DIRECTIONS
An acceptable response holds only the line containing "Expected: for every instance of the tree" and every line after it to the end of the records, each reproduced exactly.

GIVEN RECORDS
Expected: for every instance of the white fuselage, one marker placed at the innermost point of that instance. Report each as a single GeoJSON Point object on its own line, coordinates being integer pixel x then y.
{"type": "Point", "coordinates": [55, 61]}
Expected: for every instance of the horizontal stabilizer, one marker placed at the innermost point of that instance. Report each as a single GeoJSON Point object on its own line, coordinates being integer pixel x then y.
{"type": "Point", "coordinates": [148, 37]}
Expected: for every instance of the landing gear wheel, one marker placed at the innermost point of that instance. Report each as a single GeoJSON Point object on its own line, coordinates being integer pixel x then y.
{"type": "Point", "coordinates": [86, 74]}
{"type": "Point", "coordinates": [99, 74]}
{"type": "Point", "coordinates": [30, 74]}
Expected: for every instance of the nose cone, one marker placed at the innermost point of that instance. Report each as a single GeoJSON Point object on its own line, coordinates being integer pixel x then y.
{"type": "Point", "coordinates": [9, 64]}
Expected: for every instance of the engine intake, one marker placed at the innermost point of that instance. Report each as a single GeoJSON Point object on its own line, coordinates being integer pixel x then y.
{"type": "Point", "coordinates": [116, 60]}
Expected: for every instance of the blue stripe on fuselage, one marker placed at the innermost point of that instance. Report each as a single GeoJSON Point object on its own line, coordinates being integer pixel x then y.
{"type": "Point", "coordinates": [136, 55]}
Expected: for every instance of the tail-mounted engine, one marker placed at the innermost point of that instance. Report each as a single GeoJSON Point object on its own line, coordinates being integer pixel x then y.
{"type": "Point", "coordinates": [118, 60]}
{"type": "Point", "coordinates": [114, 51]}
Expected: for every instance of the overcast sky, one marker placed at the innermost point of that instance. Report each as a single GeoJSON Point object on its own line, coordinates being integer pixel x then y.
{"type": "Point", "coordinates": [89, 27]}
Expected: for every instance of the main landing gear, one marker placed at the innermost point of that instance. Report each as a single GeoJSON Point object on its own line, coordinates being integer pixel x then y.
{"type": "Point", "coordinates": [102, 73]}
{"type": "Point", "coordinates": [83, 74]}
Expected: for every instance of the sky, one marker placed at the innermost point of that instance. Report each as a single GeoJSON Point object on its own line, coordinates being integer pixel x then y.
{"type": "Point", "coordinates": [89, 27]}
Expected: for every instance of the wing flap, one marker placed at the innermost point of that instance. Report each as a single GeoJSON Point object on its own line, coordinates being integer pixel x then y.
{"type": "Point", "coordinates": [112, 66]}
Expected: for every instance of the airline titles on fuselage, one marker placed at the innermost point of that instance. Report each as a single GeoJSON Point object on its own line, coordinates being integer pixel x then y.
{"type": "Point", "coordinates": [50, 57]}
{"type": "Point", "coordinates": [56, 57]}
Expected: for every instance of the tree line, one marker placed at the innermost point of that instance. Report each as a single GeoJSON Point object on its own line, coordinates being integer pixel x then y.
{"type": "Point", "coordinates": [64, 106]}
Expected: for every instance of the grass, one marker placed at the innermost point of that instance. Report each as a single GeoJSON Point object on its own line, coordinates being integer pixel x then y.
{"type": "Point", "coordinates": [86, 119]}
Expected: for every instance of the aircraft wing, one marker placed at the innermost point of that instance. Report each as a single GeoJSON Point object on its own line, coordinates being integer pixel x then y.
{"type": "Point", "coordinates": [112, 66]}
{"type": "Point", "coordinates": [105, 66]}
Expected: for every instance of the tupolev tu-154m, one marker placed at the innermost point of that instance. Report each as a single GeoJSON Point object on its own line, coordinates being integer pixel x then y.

ANSWER FOR THIS EXERCISE
Expected: for every instance of the tree line, one marker placed at the innermost point of that instance. Report each as a single GeoJSON Point object on its own line, coordinates being integer pixel x then y.
{"type": "Point", "coordinates": [64, 106]}
Expected: for every instance of the grass, one marker placed at the innermost point of that instance. Report each as a single GeoJSON Point object on its own line, coordinates being integer pixel x then y.
{"type": "Point", "coordinates": [86, 119]}
Expected: for every instance of the aircraft wing, one marker placed at the innermost point of that instance. Report each as a single GeoJSON Point object on its own line, coordinates being integer pixel x then y.
{"type": "Point", "coordinates": [112, 66]}
{"type": "Point", "coordinates": [105, 66]}
Expected: for every instance of the tupolev tu-154m, one marker placed at the innermost point of that instance. Report each as a single GeoJSON Point object on its own line, coordinates being integer pixel x then y.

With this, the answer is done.